# SET EXERCISE 1
Edit the regex bug report from "With the current" up to and including "shall be matched.", and replace "utility" with "program" in that passage.

# GIVEN TEXT
——
JDK-8238984 : Case insensitive matching doesn't work correctly for some character classes
  • Type: CSR
  • Component: core-libs
  • Sub-Component: java.util.regex
  • Priority: P4
  • Status: Closed
  • Resolution: Approved
  • Fix Versions: 15
  • Submitted: 2020-02-12
  • Updated: 2024-04-11
  • Resolved: 2020-02-25
Related Reports
CSR :  
Relates :  
Description
Summary
-------

Named regex character classes of forms \p{name} and \P{name} have to be made aware of the case insensitive mode.

Problem
-------

In the case insensitive mode of matching against regular expression, not only a character of the input text has to be checked for inclusion into a character class, but also its lower-case, upper-case and title-case form should be checked.
With the current implementation, this holds true for single characters and character classes denoted with braces, but not for the named classes of form \p{name} or \P{name}.

In particular, this behavior goes against the POSIX standard, which states:

> **9.2 Regular Expression General Requirements** 
> ...
> When a standard utility or function that uses regular expressions specifies 
> that pattern matching shall be performed without regard to the case
> (uppercase or lowercase) of either data or patterns, then when each
> character in the string is matched against the pattern, not only the
> character, but also its case counterpart (if any), shall be matched.

http://pubs.opengroup.org/onlinepubs/9699919799/basedefs/V1_chap09.html

Solution
--------

The named character classes will be made aware of the case insensitive mode.  In particular, when in the case insensitive mode, all range classes of form [a-z] or [A-Z] should match to the same set of characters as to the class \p{Lower} or \p{Upper}.

Specification
-------------

No specification changes are necessary.

Comments
Moving to Approved; I see a release note has already been created.
25-02-2020
——
[Extracted records]
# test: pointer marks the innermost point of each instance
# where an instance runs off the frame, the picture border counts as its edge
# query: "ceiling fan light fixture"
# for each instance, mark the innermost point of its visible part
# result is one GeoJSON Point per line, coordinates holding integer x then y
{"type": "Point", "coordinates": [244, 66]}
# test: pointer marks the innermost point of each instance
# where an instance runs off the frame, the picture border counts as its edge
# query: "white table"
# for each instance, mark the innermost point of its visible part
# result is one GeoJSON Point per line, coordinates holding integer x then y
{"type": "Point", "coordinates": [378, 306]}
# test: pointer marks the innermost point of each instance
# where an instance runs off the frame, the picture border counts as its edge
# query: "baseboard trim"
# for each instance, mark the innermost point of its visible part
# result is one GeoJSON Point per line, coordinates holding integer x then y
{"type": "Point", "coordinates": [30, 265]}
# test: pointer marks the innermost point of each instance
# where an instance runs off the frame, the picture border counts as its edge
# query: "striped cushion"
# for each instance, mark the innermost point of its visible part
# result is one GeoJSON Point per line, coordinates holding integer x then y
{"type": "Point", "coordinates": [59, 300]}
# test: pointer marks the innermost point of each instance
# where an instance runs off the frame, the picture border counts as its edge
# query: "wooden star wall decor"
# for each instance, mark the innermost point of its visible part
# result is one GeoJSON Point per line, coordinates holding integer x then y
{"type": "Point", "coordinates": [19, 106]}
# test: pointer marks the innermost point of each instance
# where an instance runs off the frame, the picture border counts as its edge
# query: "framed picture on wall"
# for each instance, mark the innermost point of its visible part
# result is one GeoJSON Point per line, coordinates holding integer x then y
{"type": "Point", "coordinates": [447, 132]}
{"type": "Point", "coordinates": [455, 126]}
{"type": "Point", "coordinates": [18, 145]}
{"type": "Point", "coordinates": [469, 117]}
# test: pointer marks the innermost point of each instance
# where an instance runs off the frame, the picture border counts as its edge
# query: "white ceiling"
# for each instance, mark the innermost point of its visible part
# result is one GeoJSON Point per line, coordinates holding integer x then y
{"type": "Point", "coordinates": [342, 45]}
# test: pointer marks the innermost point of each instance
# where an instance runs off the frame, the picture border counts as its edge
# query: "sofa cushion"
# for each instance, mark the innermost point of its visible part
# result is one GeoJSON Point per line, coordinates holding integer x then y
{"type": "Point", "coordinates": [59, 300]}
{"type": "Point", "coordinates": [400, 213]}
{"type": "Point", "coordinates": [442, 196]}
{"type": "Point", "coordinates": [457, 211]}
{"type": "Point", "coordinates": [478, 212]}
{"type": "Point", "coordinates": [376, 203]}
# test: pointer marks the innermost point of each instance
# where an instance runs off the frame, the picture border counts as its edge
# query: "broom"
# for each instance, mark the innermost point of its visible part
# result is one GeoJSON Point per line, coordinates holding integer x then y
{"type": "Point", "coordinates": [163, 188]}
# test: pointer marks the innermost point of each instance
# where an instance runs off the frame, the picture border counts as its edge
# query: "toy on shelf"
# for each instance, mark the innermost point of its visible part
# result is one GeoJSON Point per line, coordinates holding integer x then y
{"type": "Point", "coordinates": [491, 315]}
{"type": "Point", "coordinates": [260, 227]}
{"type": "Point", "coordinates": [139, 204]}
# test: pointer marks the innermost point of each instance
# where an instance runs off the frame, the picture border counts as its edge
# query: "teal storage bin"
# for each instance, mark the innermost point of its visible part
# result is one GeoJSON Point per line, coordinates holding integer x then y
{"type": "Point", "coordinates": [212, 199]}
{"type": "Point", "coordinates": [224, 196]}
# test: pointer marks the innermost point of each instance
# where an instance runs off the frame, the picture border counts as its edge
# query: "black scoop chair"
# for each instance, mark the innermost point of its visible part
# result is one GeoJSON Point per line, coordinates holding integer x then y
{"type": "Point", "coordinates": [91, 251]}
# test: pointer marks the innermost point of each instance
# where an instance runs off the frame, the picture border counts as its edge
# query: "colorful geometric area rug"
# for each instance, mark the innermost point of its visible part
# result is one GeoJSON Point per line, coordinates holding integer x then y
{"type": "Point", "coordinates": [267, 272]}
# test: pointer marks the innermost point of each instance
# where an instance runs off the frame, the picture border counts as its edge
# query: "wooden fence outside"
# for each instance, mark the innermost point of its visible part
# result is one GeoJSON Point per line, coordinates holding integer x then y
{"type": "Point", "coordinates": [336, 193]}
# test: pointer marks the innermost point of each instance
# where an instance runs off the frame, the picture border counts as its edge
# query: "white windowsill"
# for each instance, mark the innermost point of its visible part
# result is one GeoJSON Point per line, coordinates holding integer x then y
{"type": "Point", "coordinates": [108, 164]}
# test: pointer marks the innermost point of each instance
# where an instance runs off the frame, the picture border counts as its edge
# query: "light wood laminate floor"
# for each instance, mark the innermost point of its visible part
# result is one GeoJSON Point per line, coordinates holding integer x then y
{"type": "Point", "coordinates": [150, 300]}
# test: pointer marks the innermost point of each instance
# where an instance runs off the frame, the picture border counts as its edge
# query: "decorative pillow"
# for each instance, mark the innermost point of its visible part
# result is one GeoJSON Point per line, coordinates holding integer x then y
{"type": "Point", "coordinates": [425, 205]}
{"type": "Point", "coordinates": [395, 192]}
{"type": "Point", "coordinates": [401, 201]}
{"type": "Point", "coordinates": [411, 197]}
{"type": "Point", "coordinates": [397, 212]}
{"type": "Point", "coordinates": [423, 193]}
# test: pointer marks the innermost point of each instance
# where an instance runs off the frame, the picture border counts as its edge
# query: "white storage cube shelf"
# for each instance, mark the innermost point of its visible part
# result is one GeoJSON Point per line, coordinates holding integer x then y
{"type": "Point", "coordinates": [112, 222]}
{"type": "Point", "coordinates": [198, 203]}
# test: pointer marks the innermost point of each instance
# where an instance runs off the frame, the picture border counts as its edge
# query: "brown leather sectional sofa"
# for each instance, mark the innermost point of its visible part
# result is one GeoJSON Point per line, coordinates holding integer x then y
——
# SET EXERCISE 2
List every line of the records that contains the string "sofa", treating uppercase and lowercase as different.

# RESPONSE 1
With the current implementation, this holds true for single characters and character classes denoted with braces, but not for the named classes of form \p{name} or \P{name}.

In particular, this behavior goes against the POSIX standard, which states:

> **9.2 Regular Expression General Requirements** 
> ...
> When a standard program or function that uses regular expressions specifies 
> that pattern matching shall be performed without regard to the case
> (uppercase or lowercase) of either data or patterns, then when each
> character in the string is matched against the pattern, not only the
> character, but also its case counterpart (if any), shall be matched.

# RESPONSE 2
# query: "sofa cushion"
# query: "brown leather sectional sofa"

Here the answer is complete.